== AVAILABLE DATA ==
>>>>

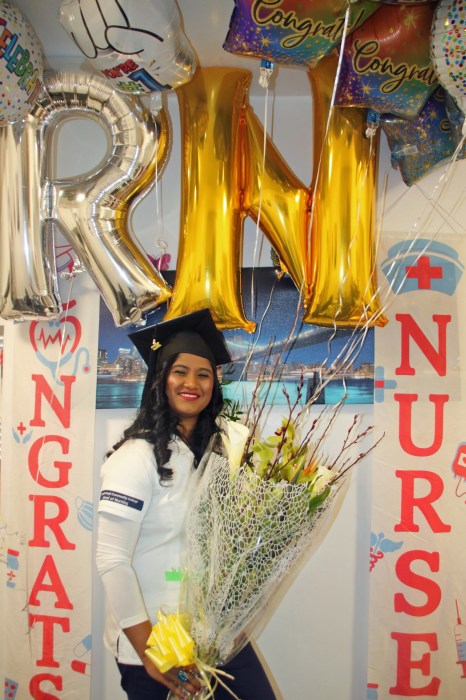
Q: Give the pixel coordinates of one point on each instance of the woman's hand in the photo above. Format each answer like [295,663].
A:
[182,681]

<<<<
>>>>

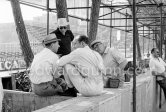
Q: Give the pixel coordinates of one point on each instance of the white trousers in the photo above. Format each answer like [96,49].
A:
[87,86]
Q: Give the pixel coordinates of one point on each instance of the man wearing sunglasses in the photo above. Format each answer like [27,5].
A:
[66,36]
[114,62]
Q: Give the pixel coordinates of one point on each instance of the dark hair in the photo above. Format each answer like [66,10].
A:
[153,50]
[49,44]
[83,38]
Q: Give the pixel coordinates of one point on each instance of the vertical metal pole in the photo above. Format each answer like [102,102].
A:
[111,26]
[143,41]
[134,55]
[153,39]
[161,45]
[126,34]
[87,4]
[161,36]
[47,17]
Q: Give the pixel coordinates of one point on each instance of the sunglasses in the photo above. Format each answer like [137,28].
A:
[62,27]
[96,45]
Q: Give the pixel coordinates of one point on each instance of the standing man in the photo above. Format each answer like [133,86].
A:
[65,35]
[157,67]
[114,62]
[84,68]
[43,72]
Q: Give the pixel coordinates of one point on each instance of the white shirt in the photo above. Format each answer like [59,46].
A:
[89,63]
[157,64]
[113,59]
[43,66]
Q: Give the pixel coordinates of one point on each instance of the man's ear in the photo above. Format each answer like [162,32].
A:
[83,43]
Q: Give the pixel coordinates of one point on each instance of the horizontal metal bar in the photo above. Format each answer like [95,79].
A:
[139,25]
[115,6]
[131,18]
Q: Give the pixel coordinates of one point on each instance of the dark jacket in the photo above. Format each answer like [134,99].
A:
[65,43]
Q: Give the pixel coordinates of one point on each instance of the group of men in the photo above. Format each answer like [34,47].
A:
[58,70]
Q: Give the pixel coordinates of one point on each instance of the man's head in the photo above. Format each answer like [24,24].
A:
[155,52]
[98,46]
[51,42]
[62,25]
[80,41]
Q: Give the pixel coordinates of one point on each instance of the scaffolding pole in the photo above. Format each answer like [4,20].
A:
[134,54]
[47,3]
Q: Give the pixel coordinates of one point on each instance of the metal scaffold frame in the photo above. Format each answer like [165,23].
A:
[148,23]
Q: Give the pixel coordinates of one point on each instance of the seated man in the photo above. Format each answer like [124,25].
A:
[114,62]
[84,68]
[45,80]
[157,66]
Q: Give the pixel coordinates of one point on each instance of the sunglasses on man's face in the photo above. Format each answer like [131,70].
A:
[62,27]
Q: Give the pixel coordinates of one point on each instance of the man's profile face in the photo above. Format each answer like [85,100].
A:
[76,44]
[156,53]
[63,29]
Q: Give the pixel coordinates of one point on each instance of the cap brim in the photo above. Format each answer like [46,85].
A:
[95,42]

<<<<
>>>>

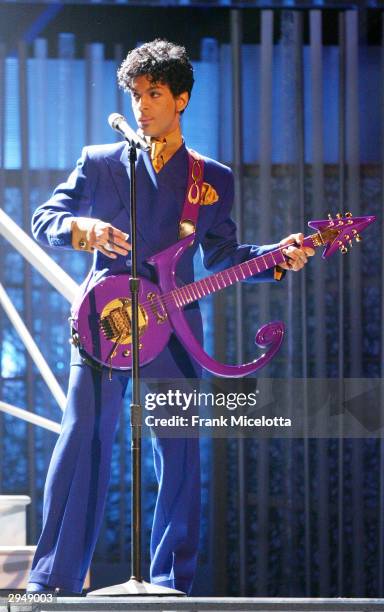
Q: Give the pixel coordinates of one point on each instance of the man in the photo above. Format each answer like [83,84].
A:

<<<<

== ACTIVITY ==
The lines above from the one containing "answer like [59,46]." through the one containing "answer like [124,25]." are to be set down exactly, and no others.

== EXPECTED OUTPUT ==
Q: Give the pixel coordinates of one point on each instance of the white shirt in the photo above. Format each answer like [59,46].
A:
[89,63]
[157,64]
[113,59]
[43,66]
Q: Give the pixel coordinates of one point on each instance of the man's ear in the photo above. Format each answer like [162,32].
A:
[83,43]
Q: Give the pixel coordinates of one point on each instance of the horizontal metal bar in the photo above. Format each answer like [95,79].
A:
[139,25]
[115,6]
[131,18]
Q: Give the pixel coordinates of one point on each instance of the dark jacket in the photo above. Format each answer like [134,99].
A:
[65,43]
Q: Give the pixel coordinates of one point on each instance of the group of men in the photo above. Format each answer like [34,47].
A:
[58,70]
Q: Give the pixel coordinates of one point on each instance of the man's head in the photo above. Format each answer like [24,24].
A:
[155,52]
[98,46]
[51,42]
[62,25]
[80,41]
Q: Give the pixel coordinates of one point on each instance of the scaffolding pole in the photo above. Format each answer like [4,20].
A:
[134,54]
[47,3]
Q: Give the pixel coordinates of one point on each instance of the metal scaffold frame in the photo above. Format each answer like [165,23].
A:
[148,23]
Q: Give the pixel coordinates of one point on each instance of the seated man in the photo above. Format each answer like [124,25].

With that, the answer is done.